Task requirements |
Please copy out each line of the entries in which "overall" appears.

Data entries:
* * * * * * * * *
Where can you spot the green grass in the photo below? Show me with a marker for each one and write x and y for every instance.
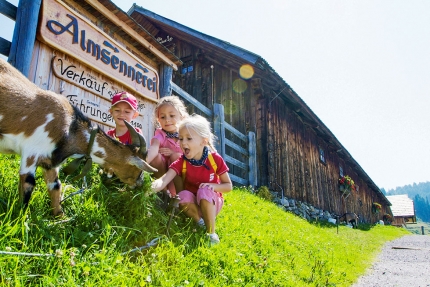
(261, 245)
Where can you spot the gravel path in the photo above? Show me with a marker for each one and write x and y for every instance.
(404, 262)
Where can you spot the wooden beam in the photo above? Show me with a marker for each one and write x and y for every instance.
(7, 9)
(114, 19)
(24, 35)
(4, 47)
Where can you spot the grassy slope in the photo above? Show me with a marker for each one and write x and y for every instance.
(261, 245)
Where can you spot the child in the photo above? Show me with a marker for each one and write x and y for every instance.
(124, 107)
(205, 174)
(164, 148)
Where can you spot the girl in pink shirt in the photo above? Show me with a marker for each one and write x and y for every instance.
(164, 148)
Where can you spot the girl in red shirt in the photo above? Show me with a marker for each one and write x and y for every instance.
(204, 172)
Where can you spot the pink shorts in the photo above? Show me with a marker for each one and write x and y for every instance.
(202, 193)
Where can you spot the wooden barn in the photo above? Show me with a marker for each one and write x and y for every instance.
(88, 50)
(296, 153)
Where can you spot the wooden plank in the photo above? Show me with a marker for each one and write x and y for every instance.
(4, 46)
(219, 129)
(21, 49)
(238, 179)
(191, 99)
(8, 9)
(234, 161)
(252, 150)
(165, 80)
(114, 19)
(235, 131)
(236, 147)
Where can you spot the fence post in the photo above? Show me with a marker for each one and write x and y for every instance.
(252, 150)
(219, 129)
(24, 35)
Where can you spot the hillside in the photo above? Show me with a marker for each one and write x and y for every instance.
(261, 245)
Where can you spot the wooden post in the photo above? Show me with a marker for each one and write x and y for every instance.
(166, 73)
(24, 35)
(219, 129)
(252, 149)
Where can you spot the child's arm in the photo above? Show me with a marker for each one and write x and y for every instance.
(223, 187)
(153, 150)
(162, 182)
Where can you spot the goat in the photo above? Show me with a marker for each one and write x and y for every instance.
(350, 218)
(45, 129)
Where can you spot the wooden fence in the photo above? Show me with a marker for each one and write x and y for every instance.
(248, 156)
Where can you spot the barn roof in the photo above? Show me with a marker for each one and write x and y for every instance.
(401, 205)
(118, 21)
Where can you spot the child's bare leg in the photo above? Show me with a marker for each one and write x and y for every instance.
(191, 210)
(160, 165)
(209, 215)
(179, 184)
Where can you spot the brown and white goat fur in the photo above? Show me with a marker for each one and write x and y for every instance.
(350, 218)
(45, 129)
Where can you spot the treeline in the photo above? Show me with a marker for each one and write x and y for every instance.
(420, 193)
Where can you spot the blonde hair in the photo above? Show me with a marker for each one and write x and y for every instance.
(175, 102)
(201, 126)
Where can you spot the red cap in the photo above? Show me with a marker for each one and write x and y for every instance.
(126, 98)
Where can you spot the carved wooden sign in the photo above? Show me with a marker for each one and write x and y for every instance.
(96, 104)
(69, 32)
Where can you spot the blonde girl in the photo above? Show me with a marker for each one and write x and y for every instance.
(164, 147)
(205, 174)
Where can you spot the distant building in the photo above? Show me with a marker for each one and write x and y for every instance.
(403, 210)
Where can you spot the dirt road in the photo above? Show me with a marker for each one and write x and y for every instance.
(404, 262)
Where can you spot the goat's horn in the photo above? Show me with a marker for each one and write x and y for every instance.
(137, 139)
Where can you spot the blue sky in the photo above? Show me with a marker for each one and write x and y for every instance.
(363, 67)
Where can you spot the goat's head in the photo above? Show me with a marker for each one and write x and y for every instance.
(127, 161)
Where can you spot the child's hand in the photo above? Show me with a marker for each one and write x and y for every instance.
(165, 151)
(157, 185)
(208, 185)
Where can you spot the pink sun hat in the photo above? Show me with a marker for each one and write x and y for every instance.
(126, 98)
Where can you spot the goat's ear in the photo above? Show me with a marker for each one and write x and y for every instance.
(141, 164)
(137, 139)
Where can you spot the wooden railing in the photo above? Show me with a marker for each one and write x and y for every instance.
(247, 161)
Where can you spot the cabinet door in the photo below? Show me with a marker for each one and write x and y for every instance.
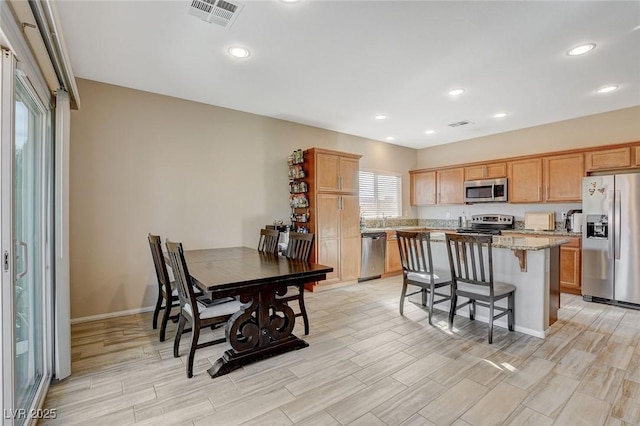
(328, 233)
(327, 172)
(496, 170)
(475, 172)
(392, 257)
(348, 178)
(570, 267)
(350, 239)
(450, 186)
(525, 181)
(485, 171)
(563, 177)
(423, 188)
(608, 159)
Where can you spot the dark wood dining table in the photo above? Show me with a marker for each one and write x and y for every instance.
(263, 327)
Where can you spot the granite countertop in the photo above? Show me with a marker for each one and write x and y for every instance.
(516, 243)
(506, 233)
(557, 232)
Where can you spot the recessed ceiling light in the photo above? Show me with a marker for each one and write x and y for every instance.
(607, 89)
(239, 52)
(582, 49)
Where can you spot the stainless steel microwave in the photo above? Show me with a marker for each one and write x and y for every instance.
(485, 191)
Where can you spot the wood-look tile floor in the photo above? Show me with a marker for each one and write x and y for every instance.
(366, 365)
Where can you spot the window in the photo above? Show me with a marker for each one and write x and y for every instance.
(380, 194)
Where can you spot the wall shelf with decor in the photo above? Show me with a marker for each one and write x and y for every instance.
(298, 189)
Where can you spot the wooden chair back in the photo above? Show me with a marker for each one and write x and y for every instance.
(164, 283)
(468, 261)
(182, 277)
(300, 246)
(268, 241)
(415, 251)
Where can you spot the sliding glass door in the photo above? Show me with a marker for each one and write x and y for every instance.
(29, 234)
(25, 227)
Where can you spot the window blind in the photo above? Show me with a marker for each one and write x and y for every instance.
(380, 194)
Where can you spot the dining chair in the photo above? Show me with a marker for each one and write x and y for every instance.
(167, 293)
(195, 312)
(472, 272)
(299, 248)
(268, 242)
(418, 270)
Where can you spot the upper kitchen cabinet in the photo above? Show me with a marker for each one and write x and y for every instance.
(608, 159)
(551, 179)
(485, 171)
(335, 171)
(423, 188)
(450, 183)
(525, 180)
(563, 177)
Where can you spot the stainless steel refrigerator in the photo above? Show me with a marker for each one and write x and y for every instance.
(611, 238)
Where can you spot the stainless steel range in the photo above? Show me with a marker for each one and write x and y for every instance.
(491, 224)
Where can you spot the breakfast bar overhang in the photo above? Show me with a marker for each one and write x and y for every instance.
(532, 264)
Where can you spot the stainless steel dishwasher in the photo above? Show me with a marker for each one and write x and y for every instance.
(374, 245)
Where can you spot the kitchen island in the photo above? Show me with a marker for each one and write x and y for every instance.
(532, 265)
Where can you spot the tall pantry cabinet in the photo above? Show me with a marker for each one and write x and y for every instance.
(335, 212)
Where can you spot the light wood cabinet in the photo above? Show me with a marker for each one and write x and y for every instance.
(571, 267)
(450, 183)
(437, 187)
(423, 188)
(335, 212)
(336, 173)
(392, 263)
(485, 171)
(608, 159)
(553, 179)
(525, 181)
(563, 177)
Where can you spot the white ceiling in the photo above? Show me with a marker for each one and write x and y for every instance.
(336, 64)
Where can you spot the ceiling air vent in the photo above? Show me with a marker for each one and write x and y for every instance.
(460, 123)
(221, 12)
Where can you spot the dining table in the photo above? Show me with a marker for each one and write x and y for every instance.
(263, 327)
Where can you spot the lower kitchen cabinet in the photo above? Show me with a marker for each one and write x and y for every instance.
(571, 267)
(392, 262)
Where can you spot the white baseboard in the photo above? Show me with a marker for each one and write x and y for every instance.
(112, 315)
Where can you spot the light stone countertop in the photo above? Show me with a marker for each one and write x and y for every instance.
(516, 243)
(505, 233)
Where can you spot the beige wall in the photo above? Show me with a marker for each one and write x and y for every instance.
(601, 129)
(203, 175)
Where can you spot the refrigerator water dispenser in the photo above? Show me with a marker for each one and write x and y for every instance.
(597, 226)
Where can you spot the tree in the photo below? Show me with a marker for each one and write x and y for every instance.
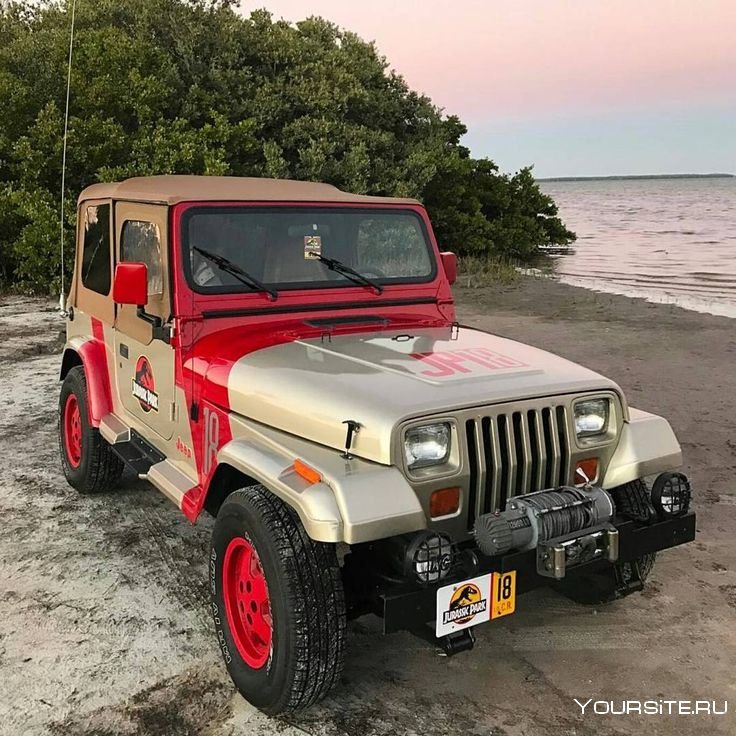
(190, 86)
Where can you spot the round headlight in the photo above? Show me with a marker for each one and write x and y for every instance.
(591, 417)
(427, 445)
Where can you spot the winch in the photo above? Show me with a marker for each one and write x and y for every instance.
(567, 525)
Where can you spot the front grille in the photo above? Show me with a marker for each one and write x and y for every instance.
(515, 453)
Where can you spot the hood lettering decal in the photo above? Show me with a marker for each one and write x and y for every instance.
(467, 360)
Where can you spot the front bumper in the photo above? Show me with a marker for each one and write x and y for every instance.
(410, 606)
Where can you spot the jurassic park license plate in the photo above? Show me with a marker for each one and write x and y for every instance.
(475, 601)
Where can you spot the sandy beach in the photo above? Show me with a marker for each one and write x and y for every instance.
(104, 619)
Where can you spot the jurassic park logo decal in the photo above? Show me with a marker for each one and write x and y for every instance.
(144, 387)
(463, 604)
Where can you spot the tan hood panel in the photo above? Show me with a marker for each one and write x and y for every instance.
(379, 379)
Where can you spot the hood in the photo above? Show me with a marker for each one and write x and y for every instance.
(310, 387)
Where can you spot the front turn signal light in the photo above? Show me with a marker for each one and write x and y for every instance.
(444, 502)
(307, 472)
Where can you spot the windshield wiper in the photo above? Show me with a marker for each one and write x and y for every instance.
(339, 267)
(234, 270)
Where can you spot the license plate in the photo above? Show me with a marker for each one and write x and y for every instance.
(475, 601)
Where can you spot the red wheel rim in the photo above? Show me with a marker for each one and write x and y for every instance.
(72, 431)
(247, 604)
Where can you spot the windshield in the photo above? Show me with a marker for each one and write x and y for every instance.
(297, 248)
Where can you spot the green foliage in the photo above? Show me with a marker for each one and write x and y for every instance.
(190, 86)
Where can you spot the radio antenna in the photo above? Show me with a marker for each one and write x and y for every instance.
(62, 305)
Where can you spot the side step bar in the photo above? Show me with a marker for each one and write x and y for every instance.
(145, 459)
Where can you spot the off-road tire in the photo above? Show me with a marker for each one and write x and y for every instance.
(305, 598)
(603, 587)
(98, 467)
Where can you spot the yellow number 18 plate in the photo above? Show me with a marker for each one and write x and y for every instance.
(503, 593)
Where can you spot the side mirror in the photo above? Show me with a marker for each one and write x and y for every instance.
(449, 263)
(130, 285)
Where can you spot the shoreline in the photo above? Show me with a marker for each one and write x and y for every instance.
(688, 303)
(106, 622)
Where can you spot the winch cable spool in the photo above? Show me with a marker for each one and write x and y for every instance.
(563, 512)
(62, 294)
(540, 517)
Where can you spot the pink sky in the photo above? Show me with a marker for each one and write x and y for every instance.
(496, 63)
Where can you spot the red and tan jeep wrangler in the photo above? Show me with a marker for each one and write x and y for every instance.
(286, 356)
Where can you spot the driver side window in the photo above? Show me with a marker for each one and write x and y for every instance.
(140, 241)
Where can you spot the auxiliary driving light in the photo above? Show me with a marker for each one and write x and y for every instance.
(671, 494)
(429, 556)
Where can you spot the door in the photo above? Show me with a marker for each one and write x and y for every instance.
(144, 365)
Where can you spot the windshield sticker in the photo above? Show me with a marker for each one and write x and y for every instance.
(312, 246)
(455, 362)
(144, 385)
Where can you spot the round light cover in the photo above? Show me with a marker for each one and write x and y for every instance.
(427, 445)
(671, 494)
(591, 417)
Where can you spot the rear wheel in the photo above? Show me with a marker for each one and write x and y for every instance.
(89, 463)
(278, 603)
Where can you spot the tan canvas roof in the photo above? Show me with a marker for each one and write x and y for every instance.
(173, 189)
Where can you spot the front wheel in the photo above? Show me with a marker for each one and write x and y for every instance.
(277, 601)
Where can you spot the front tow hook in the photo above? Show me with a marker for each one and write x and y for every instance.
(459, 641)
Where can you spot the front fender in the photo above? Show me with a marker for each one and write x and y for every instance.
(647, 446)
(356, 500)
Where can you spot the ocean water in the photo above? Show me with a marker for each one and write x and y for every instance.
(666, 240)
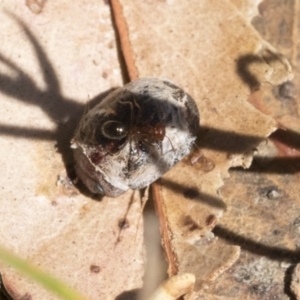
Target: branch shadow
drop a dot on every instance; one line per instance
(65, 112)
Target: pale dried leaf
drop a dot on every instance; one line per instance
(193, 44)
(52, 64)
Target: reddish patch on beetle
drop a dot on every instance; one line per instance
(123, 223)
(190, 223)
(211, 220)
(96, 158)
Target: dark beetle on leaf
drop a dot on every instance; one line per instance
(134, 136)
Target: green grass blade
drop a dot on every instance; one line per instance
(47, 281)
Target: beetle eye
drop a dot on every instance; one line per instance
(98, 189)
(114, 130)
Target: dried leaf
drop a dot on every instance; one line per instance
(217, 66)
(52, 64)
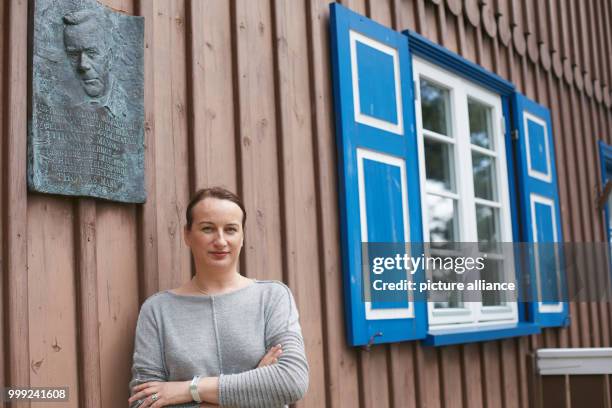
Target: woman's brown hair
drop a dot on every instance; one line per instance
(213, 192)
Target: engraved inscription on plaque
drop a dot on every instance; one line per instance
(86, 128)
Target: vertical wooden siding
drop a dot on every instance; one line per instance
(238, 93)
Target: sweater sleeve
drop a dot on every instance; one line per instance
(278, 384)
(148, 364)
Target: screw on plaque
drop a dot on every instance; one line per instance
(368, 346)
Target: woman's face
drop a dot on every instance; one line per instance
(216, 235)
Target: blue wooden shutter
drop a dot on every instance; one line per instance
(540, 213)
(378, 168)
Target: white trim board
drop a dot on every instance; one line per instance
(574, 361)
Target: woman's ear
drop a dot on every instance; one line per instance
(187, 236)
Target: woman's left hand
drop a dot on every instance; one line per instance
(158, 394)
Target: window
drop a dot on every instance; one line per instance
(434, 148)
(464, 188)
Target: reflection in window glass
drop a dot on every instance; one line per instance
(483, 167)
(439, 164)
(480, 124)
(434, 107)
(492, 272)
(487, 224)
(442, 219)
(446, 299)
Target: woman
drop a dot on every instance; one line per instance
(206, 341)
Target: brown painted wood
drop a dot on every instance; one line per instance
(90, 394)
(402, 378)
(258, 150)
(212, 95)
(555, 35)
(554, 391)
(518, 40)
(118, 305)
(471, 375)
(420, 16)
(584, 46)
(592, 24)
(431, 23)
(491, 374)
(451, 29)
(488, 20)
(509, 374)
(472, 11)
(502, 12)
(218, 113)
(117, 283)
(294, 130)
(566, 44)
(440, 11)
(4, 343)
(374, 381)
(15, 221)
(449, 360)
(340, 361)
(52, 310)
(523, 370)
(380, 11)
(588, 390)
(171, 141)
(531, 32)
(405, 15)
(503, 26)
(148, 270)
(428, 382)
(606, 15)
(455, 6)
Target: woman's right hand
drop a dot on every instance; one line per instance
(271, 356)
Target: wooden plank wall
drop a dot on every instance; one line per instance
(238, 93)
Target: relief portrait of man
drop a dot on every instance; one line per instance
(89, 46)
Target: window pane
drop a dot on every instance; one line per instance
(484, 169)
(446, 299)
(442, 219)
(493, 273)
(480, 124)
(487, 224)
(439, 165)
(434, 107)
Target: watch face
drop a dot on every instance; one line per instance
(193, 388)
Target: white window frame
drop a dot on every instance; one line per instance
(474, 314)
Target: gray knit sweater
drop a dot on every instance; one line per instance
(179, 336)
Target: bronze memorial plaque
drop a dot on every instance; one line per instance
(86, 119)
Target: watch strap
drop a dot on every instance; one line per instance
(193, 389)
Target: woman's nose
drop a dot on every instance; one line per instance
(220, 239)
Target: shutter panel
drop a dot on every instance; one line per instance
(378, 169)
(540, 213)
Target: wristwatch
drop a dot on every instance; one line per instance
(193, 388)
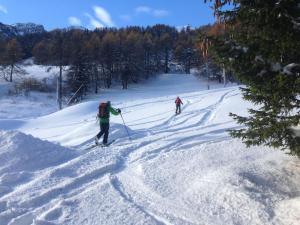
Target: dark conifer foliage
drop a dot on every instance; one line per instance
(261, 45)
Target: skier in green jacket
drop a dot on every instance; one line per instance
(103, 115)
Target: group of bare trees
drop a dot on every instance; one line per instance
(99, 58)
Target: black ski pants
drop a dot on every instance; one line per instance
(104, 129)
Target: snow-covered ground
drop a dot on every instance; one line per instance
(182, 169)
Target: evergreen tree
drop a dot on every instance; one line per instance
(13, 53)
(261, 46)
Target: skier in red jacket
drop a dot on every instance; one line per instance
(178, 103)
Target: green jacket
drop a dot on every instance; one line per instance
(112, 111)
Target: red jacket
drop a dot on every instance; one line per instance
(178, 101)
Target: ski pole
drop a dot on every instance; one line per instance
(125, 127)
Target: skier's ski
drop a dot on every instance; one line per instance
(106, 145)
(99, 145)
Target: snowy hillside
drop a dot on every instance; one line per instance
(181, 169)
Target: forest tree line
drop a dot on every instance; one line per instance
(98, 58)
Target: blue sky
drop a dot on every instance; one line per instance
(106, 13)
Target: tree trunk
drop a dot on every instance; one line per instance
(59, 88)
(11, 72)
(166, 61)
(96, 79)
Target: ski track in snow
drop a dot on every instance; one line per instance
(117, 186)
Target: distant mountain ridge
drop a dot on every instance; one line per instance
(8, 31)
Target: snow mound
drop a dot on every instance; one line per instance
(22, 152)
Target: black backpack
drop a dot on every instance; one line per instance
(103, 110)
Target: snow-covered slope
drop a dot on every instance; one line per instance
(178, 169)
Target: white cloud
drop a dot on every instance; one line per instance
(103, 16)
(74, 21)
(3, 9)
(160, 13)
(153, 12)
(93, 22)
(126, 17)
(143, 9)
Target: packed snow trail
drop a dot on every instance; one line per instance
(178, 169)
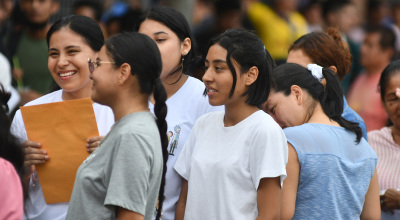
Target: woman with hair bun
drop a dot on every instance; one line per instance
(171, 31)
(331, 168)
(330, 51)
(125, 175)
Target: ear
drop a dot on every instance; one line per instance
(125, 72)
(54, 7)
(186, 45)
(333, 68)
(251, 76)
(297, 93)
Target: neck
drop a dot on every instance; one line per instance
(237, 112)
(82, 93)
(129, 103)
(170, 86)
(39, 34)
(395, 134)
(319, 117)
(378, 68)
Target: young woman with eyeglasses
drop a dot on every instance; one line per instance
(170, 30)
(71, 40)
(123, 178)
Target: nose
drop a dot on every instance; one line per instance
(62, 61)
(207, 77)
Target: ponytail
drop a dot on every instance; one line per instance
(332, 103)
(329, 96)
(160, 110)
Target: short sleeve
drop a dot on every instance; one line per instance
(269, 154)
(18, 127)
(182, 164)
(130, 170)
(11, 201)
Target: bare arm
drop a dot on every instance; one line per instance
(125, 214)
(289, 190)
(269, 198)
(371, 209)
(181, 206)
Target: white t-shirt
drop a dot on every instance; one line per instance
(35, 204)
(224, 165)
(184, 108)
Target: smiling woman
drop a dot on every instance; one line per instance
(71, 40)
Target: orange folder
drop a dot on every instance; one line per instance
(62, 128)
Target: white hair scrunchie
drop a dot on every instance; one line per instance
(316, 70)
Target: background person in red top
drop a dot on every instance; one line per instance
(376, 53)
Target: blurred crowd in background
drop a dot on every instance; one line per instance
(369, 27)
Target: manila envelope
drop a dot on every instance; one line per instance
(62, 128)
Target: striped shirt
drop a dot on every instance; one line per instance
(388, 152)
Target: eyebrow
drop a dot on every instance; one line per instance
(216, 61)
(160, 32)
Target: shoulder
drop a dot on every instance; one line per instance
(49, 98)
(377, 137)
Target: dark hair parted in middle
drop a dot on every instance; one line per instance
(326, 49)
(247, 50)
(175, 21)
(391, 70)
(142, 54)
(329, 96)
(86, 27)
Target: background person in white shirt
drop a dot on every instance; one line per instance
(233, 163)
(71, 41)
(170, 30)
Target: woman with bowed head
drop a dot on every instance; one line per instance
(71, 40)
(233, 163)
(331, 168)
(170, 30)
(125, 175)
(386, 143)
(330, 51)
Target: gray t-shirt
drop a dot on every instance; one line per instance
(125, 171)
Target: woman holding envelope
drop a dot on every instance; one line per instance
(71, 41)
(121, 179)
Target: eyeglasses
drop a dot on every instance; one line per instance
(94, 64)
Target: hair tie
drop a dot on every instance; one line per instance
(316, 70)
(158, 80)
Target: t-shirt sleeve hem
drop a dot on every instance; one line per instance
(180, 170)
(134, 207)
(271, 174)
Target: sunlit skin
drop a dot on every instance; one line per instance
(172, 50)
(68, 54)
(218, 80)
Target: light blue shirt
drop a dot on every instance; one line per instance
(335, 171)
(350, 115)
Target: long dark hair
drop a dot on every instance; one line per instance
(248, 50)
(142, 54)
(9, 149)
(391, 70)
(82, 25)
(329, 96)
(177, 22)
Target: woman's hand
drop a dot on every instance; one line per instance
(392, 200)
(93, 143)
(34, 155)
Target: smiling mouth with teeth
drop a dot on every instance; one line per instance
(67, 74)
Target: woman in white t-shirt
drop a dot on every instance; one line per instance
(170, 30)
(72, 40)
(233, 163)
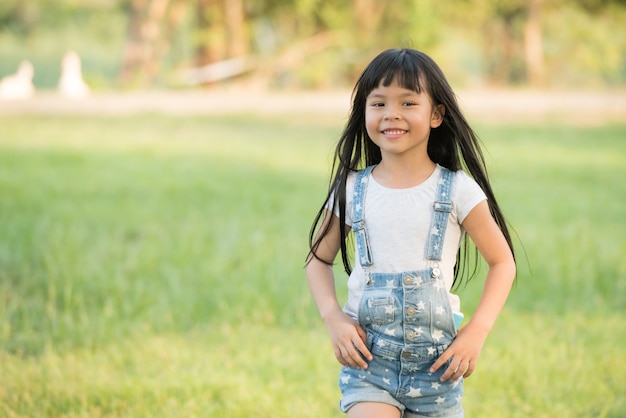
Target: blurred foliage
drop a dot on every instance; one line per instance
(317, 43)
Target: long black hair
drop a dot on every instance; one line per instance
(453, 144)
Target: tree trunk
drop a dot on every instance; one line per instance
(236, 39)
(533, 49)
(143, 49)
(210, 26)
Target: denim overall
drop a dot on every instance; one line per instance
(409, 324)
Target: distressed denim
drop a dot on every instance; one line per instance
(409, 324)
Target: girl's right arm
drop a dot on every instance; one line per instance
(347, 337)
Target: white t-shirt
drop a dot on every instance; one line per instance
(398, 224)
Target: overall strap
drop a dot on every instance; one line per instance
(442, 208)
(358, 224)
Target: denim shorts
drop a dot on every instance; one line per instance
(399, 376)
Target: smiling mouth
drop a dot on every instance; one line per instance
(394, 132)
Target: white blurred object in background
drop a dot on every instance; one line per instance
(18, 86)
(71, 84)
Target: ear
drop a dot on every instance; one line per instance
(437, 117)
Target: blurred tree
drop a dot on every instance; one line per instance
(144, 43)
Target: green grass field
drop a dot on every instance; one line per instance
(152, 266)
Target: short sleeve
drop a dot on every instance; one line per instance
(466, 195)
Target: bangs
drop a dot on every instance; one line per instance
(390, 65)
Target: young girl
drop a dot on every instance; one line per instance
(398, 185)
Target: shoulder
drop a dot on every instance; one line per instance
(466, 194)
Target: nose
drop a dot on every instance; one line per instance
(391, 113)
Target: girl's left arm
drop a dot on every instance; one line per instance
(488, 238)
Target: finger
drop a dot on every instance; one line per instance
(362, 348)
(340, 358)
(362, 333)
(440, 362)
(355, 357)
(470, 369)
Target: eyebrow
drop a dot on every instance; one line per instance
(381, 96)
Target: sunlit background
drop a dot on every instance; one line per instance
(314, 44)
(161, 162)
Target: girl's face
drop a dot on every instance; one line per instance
* * * * * * * * *
Exercise result |
Target: denim overall
Target: overall strap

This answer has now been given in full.